__Directive__:
Locate each line in the records below that contains the string "closet", and copy those lines out in full.

---

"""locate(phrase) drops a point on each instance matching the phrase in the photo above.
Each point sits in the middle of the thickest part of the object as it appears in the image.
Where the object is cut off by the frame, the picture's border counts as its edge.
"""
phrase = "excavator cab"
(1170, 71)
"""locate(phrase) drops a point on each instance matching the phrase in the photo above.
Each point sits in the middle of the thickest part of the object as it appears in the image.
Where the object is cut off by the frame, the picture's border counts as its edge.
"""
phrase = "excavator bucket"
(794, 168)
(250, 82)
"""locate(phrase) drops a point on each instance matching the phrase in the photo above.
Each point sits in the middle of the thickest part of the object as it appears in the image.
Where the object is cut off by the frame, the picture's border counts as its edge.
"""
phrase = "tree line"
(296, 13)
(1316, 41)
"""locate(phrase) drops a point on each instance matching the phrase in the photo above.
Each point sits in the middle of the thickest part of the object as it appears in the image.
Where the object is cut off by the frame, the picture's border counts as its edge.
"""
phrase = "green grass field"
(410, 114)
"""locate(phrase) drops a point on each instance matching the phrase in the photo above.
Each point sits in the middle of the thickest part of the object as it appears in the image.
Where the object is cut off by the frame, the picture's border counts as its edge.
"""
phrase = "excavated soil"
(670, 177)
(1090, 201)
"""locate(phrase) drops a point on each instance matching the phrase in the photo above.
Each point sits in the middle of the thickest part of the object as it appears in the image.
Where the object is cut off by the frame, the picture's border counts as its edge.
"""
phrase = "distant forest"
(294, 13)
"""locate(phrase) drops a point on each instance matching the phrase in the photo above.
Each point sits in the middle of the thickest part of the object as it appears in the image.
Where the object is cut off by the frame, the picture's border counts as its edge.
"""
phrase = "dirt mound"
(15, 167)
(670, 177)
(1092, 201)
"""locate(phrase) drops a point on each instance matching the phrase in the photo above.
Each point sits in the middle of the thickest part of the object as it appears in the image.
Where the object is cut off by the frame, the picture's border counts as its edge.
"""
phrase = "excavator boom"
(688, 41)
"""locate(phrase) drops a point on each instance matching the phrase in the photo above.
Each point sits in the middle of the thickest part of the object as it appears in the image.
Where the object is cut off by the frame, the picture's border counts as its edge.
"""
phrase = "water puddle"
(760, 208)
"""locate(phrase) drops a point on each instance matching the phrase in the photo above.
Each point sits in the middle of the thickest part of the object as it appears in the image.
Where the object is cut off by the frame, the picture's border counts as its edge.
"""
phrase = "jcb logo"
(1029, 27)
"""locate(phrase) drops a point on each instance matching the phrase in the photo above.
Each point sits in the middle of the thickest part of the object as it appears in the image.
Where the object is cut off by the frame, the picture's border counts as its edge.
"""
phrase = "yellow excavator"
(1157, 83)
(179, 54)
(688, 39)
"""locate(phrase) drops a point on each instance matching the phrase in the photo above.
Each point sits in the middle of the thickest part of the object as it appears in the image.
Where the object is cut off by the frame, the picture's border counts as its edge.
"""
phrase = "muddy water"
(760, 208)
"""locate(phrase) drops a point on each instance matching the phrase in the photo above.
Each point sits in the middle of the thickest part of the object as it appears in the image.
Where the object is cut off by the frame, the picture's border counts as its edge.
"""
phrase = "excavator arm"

---

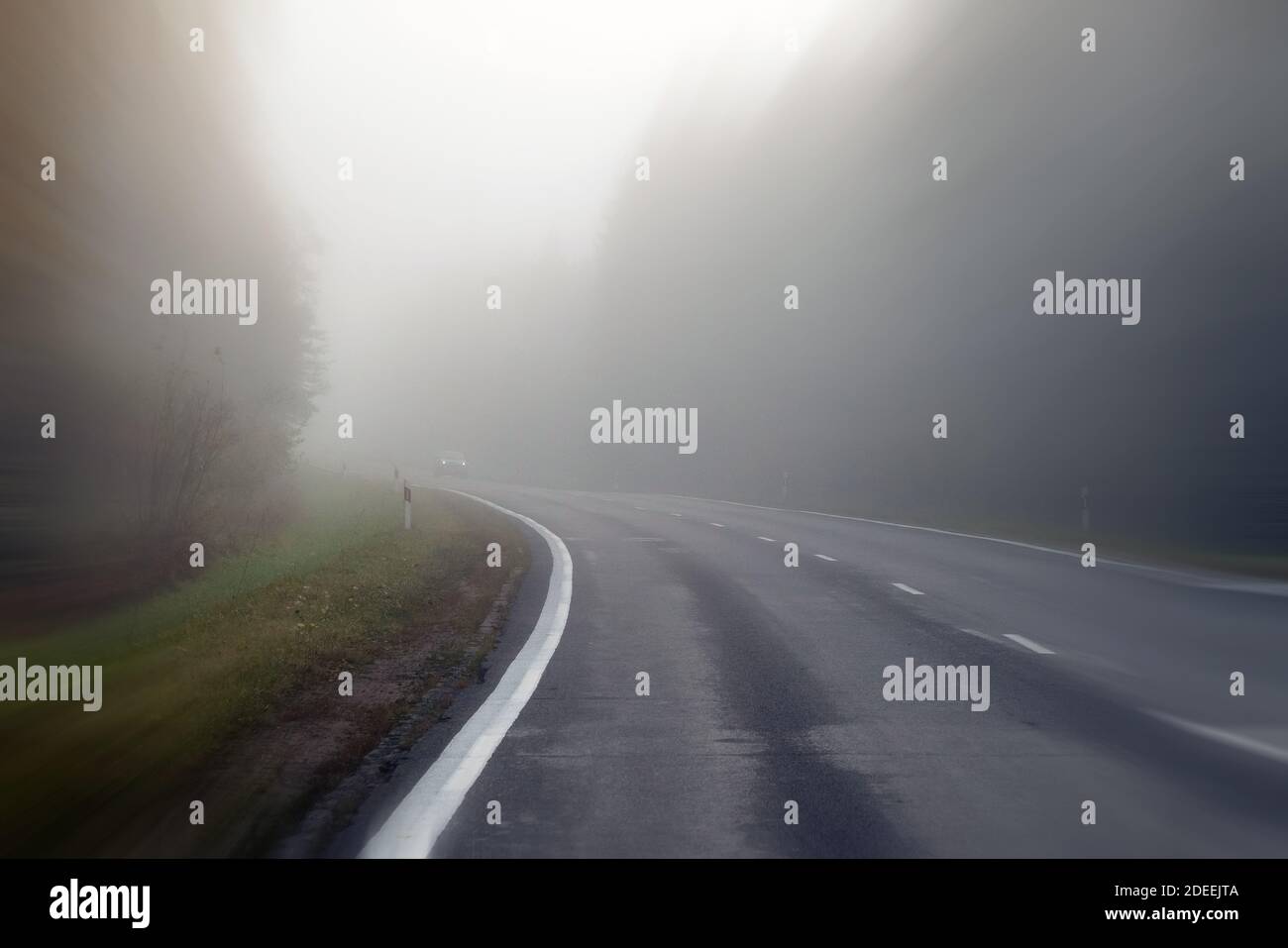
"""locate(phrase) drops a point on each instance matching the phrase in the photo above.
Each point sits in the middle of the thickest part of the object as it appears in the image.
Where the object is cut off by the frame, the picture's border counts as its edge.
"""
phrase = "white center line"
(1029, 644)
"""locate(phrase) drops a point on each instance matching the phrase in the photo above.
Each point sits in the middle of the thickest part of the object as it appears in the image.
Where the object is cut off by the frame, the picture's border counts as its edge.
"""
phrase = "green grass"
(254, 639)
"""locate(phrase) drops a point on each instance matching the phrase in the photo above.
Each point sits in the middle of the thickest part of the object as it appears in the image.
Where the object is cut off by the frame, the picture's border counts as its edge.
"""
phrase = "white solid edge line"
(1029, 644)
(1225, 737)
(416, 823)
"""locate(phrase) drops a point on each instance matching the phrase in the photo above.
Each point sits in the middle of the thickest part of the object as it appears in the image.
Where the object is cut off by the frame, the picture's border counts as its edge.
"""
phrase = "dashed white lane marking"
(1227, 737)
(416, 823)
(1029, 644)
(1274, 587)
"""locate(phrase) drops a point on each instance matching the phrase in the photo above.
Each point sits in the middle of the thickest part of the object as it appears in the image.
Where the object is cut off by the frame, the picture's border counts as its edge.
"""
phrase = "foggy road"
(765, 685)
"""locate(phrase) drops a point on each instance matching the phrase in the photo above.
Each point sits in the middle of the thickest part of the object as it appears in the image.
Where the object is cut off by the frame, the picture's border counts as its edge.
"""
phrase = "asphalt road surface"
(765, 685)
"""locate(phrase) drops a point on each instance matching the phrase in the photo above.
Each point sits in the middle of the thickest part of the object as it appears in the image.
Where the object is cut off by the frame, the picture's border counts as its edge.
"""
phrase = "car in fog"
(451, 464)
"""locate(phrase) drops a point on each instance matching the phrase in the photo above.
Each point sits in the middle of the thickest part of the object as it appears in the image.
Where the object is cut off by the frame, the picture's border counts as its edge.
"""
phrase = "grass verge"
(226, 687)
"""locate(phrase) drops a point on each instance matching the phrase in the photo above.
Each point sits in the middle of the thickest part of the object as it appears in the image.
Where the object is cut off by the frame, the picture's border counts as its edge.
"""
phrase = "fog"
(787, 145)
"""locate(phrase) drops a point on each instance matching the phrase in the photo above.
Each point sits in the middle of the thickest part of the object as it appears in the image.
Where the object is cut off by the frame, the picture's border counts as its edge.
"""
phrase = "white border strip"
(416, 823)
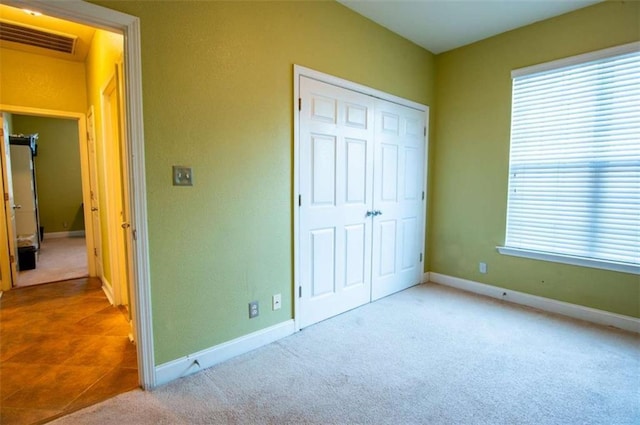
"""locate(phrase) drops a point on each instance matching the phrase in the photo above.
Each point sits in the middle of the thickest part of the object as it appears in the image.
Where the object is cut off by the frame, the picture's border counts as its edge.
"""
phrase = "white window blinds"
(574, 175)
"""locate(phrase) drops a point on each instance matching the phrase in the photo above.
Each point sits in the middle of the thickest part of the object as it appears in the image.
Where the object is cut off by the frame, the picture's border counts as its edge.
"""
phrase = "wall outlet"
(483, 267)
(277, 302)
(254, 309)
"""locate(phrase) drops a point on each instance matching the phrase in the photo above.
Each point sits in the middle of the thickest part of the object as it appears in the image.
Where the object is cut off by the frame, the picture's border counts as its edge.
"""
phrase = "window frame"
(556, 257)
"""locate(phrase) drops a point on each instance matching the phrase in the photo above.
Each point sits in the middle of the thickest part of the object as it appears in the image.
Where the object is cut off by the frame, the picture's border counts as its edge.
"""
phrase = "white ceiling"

---

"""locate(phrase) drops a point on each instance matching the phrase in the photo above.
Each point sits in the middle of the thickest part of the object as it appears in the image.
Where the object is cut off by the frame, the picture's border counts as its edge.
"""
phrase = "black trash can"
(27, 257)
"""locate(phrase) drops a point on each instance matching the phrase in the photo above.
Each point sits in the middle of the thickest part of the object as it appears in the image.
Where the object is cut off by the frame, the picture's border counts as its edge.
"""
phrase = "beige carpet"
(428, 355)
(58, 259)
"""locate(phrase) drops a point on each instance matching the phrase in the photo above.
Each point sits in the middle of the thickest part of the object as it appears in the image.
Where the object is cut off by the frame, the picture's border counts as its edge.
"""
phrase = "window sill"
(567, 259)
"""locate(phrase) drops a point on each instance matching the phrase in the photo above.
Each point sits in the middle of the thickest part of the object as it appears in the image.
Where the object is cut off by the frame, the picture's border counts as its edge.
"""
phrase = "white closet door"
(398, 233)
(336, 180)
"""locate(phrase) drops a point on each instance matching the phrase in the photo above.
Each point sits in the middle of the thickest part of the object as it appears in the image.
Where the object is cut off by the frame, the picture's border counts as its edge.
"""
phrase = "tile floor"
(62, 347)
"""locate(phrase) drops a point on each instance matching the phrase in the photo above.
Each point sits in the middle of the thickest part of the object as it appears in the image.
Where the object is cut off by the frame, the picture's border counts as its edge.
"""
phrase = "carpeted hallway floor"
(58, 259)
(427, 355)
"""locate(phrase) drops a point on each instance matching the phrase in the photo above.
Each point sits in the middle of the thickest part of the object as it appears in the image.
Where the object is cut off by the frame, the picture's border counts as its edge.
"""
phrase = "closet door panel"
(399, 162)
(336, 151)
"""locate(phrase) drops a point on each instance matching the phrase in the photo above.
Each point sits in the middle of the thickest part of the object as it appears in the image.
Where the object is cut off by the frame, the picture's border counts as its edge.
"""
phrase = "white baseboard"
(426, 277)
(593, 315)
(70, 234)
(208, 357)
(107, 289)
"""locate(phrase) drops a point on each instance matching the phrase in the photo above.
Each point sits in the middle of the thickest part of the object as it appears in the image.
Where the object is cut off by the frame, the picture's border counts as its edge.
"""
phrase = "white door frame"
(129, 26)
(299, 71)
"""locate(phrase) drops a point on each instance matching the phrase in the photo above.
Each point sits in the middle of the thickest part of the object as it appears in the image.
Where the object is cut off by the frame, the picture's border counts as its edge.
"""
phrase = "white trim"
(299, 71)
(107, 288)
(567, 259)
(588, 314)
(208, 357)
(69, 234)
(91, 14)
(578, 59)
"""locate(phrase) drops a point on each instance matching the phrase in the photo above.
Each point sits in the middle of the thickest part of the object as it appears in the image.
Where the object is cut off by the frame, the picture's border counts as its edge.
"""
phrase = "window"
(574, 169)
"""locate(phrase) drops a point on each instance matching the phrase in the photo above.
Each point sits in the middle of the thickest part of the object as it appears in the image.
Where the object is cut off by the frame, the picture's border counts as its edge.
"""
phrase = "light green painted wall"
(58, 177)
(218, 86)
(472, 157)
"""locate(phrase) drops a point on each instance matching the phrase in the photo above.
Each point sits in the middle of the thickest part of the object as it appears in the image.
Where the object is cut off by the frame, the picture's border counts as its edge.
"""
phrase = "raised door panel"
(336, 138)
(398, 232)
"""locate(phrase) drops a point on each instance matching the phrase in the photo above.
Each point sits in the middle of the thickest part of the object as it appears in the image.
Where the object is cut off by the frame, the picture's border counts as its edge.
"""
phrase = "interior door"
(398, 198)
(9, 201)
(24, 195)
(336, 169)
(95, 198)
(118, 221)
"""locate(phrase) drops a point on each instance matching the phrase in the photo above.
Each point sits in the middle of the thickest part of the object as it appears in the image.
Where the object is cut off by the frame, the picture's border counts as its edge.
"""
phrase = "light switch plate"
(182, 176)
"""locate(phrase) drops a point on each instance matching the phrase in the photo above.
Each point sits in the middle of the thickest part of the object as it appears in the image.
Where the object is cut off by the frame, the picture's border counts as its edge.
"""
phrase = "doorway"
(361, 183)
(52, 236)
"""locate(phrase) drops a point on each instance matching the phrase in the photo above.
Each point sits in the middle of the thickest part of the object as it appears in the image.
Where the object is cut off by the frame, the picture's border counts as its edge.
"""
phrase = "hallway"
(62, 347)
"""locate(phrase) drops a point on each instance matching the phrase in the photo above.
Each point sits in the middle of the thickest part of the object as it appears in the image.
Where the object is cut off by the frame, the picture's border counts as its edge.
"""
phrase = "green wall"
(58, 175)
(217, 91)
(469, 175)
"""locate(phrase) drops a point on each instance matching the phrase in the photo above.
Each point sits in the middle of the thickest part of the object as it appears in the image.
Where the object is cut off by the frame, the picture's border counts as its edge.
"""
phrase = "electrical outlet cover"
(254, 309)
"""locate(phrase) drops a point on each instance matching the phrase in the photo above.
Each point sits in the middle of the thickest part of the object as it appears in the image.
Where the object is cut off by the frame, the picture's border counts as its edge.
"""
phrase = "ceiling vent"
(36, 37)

---

__Solution__:
phrase = "white closet door"
phrase = "closet door panel"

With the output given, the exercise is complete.